[DATASET RECORDS]
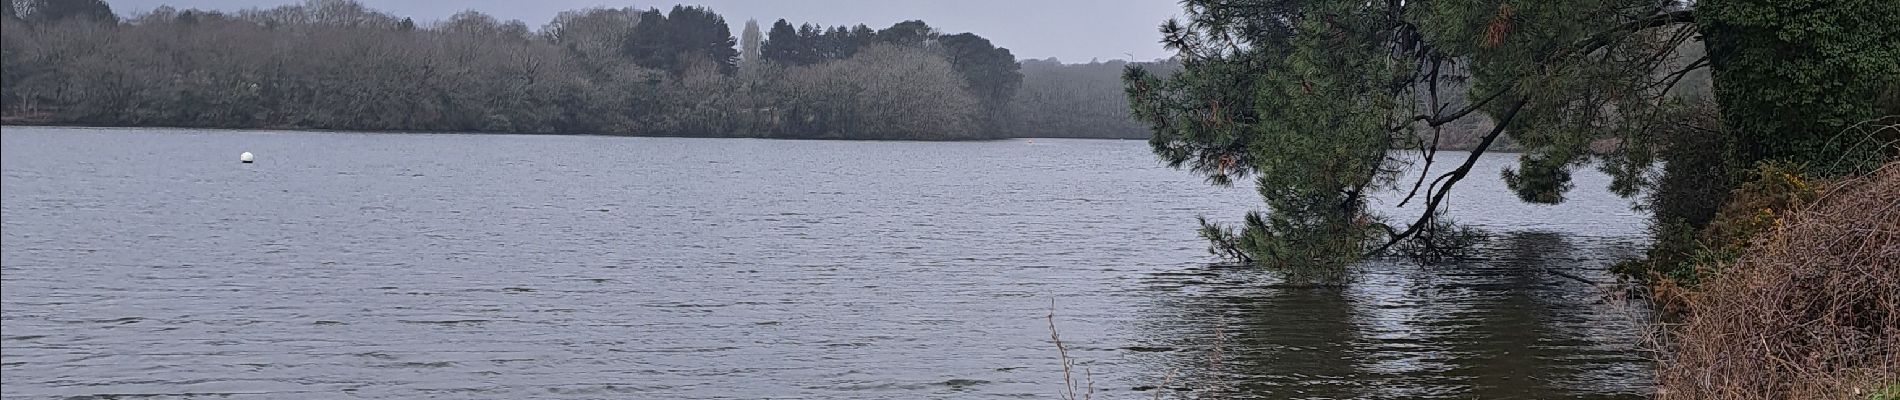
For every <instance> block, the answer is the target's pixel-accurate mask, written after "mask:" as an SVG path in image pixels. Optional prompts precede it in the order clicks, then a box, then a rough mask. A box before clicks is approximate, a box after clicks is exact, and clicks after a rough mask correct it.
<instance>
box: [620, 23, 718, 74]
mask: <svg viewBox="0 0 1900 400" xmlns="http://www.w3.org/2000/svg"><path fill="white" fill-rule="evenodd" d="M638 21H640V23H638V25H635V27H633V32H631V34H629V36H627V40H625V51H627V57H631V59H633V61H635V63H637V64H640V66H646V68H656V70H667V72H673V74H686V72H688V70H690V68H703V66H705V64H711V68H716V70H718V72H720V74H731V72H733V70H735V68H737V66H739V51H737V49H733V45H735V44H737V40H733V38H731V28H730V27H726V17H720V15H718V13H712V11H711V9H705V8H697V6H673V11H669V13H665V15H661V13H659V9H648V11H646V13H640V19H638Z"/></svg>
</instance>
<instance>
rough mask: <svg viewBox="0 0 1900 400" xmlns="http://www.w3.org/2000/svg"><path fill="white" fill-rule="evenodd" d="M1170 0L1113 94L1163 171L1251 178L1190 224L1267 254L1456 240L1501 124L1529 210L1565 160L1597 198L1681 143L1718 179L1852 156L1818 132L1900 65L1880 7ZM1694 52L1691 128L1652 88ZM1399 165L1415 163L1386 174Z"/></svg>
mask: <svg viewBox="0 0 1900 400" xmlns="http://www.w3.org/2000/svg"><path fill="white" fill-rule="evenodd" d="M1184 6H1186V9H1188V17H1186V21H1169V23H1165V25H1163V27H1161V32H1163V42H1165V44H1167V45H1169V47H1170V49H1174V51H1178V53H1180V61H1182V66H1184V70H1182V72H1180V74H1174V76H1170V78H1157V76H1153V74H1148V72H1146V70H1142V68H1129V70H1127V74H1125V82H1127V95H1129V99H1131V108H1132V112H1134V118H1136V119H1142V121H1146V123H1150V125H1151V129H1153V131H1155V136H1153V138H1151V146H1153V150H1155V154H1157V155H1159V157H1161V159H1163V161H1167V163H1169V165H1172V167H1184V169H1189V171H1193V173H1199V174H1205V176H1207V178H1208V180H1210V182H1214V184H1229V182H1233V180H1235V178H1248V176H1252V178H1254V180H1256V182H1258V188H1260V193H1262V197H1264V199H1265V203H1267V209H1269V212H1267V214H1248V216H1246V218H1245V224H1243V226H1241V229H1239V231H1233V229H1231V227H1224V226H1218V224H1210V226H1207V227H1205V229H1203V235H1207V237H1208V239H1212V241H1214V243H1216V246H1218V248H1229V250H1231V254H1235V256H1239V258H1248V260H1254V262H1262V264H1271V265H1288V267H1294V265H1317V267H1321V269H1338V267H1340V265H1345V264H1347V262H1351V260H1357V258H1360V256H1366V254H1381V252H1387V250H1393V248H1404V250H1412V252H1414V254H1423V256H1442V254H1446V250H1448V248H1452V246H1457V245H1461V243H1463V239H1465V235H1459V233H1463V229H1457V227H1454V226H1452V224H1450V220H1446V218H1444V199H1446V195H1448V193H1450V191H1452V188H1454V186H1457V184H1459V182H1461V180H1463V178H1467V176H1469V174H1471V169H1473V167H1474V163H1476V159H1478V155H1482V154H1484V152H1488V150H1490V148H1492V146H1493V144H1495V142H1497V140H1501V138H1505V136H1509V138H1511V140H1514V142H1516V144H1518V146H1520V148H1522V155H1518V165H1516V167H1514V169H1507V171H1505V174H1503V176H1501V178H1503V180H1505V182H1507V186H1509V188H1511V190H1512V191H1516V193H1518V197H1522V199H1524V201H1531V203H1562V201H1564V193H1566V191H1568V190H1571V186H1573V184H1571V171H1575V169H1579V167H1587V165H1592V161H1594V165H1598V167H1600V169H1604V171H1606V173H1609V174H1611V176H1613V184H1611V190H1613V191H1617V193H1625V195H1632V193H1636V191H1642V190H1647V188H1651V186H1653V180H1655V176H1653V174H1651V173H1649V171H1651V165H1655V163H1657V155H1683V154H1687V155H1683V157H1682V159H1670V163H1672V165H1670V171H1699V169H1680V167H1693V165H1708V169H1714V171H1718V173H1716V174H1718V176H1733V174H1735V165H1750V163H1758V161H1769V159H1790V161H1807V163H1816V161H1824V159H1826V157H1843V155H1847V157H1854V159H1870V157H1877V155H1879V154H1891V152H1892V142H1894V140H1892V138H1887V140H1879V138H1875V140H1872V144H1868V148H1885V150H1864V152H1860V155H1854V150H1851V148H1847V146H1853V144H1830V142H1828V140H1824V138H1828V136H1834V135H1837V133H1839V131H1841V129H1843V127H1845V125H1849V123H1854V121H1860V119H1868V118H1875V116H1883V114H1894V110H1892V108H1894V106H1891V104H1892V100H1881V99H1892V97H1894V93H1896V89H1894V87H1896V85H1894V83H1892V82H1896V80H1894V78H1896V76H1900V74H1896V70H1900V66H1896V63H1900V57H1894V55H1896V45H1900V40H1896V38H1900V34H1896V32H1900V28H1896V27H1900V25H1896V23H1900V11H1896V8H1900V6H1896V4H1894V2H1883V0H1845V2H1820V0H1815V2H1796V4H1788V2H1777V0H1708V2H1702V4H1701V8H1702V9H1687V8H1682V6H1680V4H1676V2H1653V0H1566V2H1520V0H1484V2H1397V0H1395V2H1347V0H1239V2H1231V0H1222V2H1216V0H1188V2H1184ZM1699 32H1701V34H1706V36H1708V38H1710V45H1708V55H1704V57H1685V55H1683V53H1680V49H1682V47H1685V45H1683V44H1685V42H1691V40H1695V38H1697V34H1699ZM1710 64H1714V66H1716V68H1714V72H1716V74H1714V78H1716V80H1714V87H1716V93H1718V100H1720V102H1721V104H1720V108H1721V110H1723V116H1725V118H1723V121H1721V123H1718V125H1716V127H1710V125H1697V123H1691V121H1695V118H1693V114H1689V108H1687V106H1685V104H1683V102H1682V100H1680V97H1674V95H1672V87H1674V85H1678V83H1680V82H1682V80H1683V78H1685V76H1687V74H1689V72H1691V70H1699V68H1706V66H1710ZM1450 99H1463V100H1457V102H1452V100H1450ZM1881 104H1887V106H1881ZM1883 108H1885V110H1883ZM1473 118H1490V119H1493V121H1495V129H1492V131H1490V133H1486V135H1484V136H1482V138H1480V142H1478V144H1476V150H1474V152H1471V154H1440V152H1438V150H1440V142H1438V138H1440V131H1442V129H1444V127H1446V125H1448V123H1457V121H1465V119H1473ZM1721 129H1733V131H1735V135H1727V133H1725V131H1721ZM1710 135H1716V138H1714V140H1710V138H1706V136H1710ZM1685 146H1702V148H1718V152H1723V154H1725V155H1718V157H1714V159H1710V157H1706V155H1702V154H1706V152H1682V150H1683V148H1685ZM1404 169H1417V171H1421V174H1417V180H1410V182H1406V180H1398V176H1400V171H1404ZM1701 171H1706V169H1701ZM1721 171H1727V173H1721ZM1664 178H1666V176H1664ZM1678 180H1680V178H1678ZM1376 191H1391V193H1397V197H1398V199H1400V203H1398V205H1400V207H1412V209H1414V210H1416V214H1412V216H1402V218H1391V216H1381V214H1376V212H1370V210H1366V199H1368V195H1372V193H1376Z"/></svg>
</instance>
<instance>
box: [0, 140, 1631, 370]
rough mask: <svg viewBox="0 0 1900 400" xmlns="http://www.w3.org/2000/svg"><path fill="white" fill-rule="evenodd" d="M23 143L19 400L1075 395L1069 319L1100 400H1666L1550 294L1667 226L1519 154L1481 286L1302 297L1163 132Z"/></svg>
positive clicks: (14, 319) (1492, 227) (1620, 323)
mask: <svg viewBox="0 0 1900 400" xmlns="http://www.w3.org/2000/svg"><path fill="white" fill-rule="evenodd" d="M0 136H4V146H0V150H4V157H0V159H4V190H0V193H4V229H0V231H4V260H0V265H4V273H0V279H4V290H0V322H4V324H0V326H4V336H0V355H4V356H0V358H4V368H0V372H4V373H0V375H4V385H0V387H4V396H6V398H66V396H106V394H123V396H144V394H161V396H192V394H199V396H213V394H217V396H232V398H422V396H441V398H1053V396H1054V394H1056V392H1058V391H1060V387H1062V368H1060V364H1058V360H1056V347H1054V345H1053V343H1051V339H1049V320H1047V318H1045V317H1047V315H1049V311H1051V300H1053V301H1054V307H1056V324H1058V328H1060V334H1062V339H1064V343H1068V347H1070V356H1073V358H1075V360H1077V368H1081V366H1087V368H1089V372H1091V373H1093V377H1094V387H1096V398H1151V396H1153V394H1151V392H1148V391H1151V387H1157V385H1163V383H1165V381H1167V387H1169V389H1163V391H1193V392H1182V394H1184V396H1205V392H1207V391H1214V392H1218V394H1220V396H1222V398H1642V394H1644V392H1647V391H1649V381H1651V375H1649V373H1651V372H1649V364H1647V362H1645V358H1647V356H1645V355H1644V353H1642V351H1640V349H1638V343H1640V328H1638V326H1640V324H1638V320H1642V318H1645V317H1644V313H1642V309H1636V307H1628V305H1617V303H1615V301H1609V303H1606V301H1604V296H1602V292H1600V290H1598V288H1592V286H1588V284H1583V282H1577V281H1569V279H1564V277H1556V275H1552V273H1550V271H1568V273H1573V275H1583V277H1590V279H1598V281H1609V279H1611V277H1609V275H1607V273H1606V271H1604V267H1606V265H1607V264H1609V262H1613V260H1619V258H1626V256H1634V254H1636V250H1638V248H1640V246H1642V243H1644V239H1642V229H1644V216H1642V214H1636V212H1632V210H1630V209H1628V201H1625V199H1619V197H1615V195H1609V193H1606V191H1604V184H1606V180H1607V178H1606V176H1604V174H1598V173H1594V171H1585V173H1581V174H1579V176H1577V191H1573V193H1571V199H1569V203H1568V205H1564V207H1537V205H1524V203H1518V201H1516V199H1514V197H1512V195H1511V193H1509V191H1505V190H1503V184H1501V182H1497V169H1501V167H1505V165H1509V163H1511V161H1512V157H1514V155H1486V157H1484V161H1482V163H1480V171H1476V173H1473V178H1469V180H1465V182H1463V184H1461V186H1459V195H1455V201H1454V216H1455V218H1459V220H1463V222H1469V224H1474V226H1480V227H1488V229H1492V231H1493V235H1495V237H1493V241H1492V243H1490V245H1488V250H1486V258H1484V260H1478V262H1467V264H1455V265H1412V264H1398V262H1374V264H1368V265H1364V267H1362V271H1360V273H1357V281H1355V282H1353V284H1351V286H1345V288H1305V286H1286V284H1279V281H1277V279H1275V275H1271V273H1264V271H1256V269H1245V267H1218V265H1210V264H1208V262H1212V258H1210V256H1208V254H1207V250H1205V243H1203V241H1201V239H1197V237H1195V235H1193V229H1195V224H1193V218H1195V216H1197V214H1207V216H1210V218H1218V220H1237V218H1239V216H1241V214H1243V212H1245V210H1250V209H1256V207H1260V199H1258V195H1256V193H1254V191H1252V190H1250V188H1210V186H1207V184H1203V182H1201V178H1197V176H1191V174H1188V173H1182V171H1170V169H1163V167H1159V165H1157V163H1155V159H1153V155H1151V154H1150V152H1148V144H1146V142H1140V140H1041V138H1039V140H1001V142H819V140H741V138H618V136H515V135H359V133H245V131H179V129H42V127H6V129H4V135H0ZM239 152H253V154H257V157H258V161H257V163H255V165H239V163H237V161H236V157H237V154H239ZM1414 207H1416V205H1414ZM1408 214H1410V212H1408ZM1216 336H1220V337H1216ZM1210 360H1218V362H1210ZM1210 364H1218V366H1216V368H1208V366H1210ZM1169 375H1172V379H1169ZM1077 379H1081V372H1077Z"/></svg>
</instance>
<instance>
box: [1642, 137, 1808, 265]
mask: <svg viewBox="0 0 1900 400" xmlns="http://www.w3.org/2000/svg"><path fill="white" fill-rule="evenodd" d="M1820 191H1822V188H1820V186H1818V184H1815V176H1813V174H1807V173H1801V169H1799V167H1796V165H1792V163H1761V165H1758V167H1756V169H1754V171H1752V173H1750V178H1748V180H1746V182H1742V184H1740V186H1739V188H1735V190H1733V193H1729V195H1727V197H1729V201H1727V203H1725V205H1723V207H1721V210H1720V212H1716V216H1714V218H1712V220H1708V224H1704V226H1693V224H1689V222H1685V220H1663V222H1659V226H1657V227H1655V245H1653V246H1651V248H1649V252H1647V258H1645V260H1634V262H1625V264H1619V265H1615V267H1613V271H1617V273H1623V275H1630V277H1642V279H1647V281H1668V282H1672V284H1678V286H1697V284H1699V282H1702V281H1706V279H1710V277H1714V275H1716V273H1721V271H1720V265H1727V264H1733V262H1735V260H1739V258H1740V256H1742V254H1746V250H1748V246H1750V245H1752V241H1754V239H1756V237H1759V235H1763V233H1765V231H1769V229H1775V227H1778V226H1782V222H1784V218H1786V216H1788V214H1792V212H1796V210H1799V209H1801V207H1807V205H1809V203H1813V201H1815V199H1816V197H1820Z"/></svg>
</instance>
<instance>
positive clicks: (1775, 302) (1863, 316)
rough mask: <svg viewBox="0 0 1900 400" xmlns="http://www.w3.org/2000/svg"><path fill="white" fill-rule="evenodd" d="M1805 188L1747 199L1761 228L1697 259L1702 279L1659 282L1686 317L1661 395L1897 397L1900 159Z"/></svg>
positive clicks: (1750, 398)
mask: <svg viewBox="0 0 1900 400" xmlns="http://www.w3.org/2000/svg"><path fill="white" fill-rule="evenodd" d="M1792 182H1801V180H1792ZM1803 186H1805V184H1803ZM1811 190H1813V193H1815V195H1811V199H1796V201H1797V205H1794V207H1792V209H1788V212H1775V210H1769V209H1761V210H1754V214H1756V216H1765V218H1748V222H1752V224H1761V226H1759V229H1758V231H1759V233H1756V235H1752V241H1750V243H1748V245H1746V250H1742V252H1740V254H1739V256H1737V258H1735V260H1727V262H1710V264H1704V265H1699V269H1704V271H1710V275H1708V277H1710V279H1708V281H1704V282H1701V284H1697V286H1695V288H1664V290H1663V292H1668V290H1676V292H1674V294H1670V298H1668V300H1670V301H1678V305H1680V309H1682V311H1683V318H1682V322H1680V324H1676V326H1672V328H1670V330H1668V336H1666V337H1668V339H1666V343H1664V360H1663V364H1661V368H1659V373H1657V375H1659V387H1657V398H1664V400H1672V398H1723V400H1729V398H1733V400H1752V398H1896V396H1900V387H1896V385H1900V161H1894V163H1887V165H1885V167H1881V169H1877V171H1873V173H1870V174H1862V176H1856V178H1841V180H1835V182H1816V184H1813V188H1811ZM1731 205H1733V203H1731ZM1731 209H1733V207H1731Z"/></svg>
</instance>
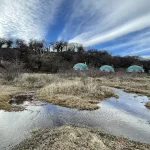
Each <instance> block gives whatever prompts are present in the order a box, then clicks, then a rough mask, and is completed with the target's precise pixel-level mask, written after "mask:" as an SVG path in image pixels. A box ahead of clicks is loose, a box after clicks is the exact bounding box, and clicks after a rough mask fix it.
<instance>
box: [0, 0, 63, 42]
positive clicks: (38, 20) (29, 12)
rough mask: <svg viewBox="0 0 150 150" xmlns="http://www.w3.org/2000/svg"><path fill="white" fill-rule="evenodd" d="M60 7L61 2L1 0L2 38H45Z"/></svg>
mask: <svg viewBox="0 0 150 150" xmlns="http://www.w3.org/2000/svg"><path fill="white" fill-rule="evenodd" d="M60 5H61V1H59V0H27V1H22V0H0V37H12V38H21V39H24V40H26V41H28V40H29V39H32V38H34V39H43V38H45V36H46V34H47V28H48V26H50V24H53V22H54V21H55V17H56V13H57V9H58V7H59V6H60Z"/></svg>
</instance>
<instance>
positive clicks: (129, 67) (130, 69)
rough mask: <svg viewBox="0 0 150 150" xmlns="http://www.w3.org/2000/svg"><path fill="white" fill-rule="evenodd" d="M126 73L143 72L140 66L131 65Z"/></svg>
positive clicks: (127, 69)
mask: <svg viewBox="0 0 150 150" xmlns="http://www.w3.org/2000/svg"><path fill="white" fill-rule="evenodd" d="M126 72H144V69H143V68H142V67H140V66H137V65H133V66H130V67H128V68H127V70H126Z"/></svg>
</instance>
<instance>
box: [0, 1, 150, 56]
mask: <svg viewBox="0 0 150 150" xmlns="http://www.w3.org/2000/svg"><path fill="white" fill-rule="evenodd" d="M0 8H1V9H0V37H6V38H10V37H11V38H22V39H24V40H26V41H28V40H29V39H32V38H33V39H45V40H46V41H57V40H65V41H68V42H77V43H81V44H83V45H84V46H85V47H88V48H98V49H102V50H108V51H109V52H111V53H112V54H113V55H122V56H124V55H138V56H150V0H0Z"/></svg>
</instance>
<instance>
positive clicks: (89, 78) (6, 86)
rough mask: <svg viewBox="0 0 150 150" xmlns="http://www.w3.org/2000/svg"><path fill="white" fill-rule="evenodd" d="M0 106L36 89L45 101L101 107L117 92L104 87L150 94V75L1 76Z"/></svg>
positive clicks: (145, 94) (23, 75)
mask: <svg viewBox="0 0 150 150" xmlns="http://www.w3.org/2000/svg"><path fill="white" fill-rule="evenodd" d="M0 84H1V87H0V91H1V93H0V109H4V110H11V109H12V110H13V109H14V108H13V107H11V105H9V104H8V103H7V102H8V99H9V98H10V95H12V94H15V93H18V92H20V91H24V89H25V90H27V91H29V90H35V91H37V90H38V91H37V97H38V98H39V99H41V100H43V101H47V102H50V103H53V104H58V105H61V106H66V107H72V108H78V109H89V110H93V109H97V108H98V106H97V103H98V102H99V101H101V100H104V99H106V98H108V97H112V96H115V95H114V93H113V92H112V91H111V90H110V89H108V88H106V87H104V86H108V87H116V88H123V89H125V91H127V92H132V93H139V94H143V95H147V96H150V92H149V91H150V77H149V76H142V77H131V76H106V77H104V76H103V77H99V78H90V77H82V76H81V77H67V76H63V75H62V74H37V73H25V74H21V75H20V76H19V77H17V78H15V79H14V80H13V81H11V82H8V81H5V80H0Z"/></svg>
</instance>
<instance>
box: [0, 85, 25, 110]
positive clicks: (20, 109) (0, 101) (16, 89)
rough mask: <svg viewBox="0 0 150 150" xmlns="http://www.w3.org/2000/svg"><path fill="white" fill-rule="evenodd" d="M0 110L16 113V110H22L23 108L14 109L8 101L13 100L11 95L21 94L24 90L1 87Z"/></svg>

[WHAT IS BEING ASKED]
Pull out every line in the rows above that contains the string "pixels", and copy each one in full.

[SOLVED PROBLEM]
For every <instance> block, the answer is the target's pixel-accurate mask, written after "mask:" as an SVG path in image pixels. Optional prompts precede it in the order clicks, then a box, then a rough mask. A box before clicks is approximate, a box after clicks is exact, and clicks after a rough mask correct it.
Each <instance> block gives whatever prompts are present in the order a box, then clicks, then a rough mask, and is completed with the target's precise pixel-level mask, written after "mask:" as an SVG path in image pixels. A box ahead of clicks is loose, a box after clicks is the exact bounding box, and clicks after a rough mask fix it.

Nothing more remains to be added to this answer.